• [AVAILABLE RECORDS]
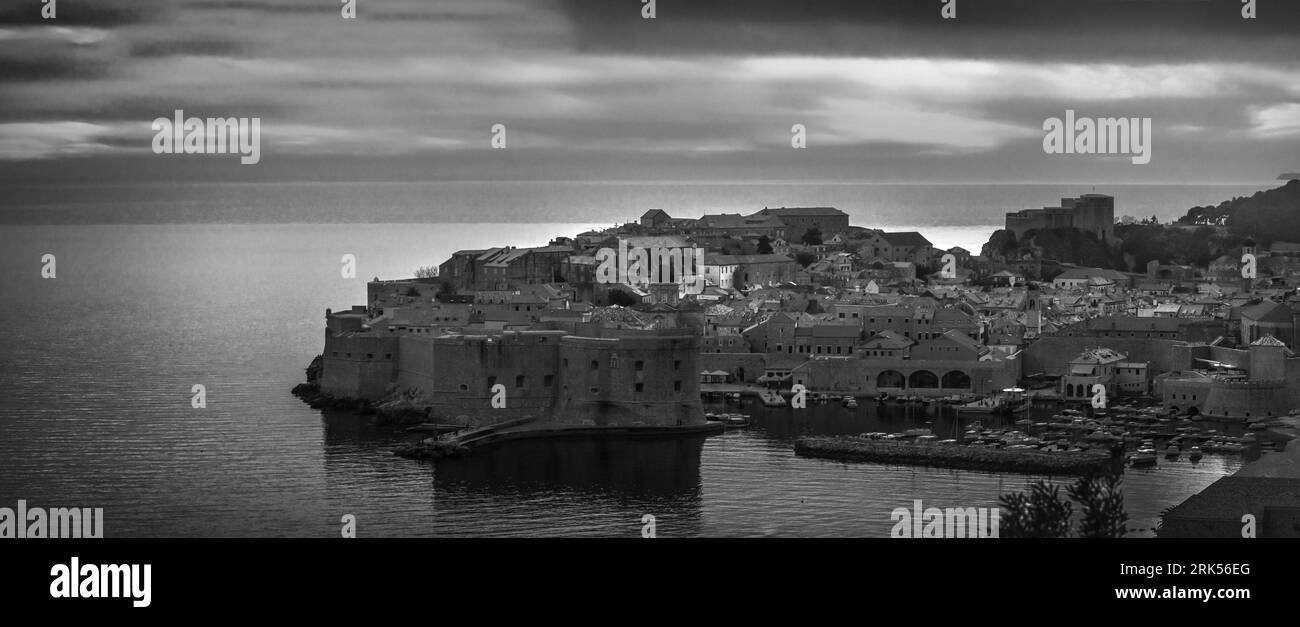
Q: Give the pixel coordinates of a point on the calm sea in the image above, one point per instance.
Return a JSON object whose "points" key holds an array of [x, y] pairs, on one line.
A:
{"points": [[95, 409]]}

...

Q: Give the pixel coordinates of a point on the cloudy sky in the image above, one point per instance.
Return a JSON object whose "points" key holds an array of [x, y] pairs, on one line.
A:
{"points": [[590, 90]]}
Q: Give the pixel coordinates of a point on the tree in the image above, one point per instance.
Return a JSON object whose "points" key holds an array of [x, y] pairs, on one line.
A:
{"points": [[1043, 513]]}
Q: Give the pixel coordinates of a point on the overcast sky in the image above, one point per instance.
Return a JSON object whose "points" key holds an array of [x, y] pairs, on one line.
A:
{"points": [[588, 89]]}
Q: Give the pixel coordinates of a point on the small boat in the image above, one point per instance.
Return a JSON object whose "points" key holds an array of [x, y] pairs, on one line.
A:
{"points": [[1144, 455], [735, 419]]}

--

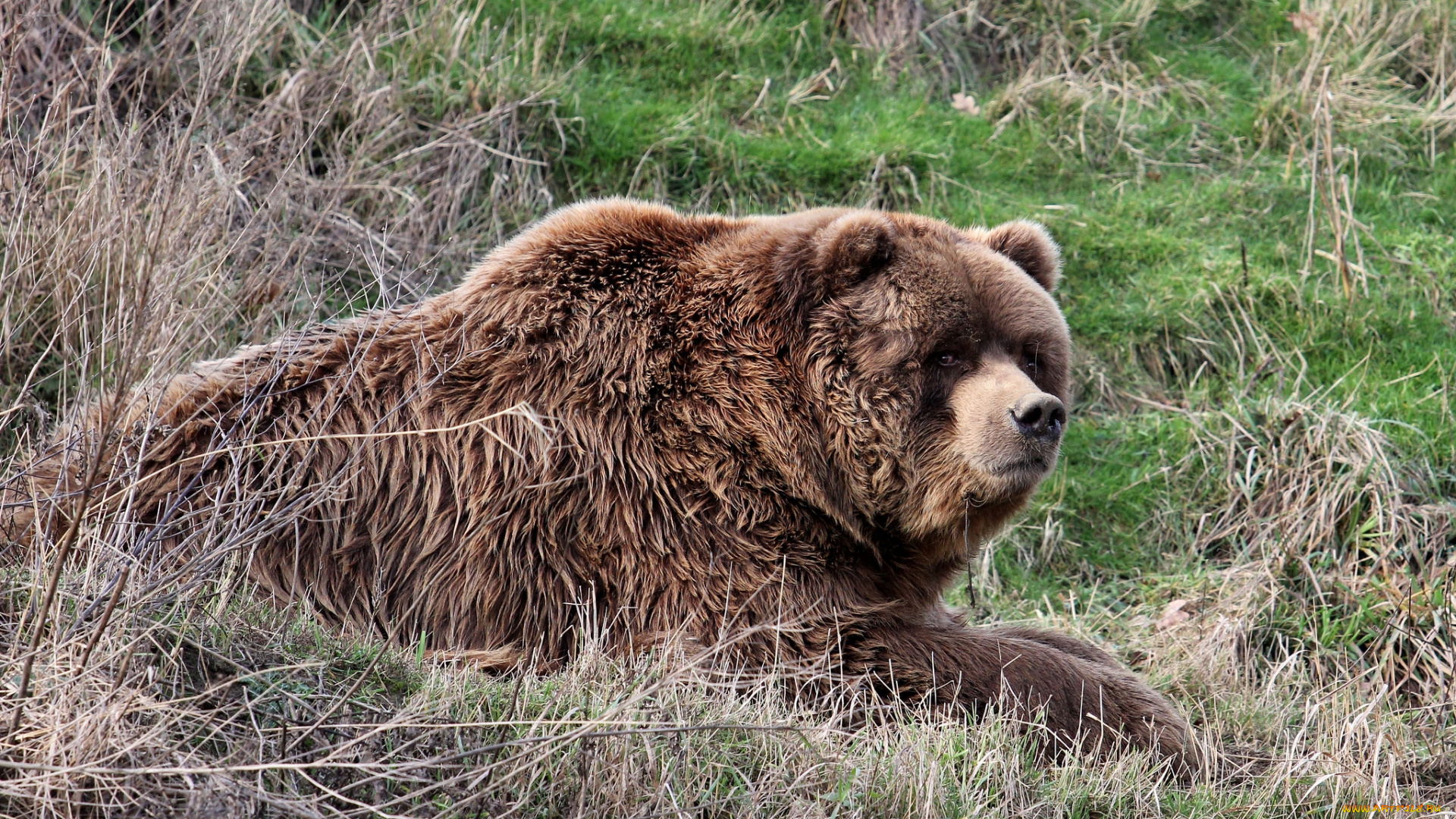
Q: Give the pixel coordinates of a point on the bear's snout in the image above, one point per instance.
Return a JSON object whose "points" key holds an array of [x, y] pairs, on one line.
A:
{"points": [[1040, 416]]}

• [EXERCISE DIRECTIONS]
How many lines in the rows above contain the word "image"? Give only the number.

• [ANSWER TO THIS EXERCISE]
6